YOUR INSTRUCTIONS:
Copy the data below verbatim, leaving no line out.

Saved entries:
•••••

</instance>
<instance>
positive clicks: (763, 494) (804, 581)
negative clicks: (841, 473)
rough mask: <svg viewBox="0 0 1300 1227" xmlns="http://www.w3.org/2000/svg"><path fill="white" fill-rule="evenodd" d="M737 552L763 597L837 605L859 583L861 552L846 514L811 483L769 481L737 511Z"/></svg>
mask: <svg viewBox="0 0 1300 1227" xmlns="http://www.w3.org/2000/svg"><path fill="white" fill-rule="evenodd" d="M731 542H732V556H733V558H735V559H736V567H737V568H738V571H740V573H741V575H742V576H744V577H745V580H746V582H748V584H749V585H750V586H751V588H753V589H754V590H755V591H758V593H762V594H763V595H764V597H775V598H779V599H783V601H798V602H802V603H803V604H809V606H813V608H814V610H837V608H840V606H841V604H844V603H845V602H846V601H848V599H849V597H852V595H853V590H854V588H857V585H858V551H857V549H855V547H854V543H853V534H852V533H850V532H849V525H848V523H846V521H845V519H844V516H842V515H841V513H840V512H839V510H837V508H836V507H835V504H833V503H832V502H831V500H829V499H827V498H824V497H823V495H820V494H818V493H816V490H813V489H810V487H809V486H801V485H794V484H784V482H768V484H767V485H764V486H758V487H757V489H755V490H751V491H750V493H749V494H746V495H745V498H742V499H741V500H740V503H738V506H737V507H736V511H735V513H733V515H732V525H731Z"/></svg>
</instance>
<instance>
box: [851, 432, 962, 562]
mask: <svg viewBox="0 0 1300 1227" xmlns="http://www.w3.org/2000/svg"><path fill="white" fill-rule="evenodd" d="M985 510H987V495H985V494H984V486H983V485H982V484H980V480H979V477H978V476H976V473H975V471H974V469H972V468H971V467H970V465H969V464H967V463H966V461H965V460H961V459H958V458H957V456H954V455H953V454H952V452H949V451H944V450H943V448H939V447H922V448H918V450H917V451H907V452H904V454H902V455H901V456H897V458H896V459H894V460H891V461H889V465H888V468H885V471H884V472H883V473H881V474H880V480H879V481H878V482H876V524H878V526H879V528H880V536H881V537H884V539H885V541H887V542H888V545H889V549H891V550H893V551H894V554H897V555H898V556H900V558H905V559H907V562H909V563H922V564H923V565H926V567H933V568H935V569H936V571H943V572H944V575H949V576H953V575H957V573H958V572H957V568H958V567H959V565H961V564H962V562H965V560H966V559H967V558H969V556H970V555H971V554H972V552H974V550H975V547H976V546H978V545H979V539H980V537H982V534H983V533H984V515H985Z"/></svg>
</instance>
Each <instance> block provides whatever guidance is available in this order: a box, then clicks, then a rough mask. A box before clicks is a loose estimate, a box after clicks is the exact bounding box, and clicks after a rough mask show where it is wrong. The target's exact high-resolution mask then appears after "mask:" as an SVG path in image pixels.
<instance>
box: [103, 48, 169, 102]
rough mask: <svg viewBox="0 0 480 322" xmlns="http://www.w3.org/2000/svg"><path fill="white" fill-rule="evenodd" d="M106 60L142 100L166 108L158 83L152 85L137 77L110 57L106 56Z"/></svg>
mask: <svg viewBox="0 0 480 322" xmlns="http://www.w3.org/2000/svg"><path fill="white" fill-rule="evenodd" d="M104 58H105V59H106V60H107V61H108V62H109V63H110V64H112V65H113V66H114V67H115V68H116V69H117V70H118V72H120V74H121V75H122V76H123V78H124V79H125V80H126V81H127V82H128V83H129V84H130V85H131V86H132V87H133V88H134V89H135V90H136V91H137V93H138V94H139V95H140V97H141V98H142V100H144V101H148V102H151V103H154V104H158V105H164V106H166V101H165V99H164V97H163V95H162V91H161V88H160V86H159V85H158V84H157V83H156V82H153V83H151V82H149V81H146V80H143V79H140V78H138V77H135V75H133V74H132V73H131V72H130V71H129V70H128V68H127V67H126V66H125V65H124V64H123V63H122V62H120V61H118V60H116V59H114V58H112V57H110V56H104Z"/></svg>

•••••

YOUR RESPONSE:
</instance>
<instance>
positive clicks: (763, 494) (804, 581)
negative clicks: (841, 473)
rough mask: <svg viewBox="0 0 1300 1227" xmlns="http://www.w3.org/2000/svg"><path fill="white" fill-rule="evenodd" d="M737 552L763 597L837 605L859 583L861 552L846 514L811 483L769 481L737 511Z"/></svg>
mask: <svg viewBox="0 0 1300 1227" xmlns="http://www.w3.org/2000/svg"><path fill="white" fill-rule="evenodd" d="M731 542H732V556H733V558H735V559H736V567H737V568H738V571H740V573H741V575H742V576H744V577H745V580H746V582H748V584H749V585H750V586H751V588H753V589H754V590H755V591H758V593H762V594H763V595H764V597H775V598H779V599H783V601H798V602H802V603H803V604H809V606H813V608H814V610H837V608H840V606H841V604H844V603H845V602H846V601H848V599H849V597H852V595H853V590H854V588H857V585H858V551H857V549H855V547H854V543H853V534H852V533H850V532H849V525H848V523H846V521H845V519H844V516H842V515H841V513H840V512H839V510H837V508H836V507H835V504H833V503H832V502H831V500H829V499H827V498H824V497H823V495H820V494H818V493H816V490H813V489H810V487H809V486H801V485H794V484H784V482H768V484H767V485H764V486H758V487H757V489H755V490H751V491H750V493H749V494H746V495H745V498H742V499H741V500H740V503H738V506H737V507H736V511H735V513H733V515H732V525H731Z"/></svg>
</instance>
<instance>
box: [851, 432, 962, 562]
mask: <svg viewBox="0 0 1300 1227" xmlns="http://www.w3.org/2000/svg"><path fill="white" fill-rule="evenodd" d="M985 510H987V495H985V494H984V486H983V485H982V484H980V480H979V477H978V476H976V473H975V471H974V469H972V468H971V467H970V465H969V464H967V463H966V461H965V460H961V459H958V458H957V456H954V455H953V454H952V452H949V451H944V450H943V448H939V447H922V448H918V450H917V451H907V452H904V454H902V455H901V456H897V458H896V459H894V460H891V461H889V465H888V468H885V471H884V472H883V473H881V474H880V480H879V481H878V482H876V524H878V526H879V528H880V536H881V537H884V539H885V541H887V542H888V545H889V549H891V550H893V551H894V554H897V555H898V556H900V558H905V559H907V562H909V563H922V564H923V565H926V567H933V568H935V569H936V571H943V572H944V575H949V576H953V575H957V573H958V572H957V568H958V567H959V565H961V564H962V562H965V560H966V559H967V558H969V556H970V555H971V554H972V552H974V550H975V547H976V546H978V545H979V539H980V537H982V534H983V533H984V515H985Z"/></svg>
</instance>
Each <instance> block provides whatever guidance is available in this order: a box, then clicks, then a rough mask. A box before clicks is a loose estimate, a box after clicks is the exact bounding box, and clicks after a rough mask show where it is wrong. The target's exact high-resolution mask then appears after "mask:" as an SVG path in image pixels.
<instance>
box: [103, 48, 169, 102]
rough mask: <svg viewBox="0 0 480 322" xmlns="http://www.w3.org/2000/svg"><path fill="white" fill-rule="evenodd" d="M106 60L142 100L166 108L158 83L152 85L137 77L110 57L106 56Z"/></svg>
mask: <svg viewBox="0 0 480 322" xmlns="http://www.w3.org/2000/svg"><path fill="white" fill-rule="evenodd" d="M104 58H105V59H106V60H107V61H108V62H109V63H110V64H112V65H113V66H114V67H115V68H116V69H117V70H118V72H120V74H121V75H122V76H123V78H124V79H125V80H126V81H127V82H128V83H129V84H130V85H131V86H132V87H133V88H134V89H135V90H136V91H137V93H138V94H139V95H140V97H141V98H142V100H144V101H148V102H151V103H154V104H158V105H164V106H166V101H165V99H164V97H163V95H162V91H161V88H160V86H159V85H158V84H157V83H156V82H153V83H151V82H149V81H146V80H143V79H140V78H138V77H135V75H133V74H132V73H131V72H130V71H129V70H128V68H127V67H126V66H125V65H124V64H123V63H122V62H120V61H118V60H116V59H114V58H112V57H110V56H104Z"/></svg>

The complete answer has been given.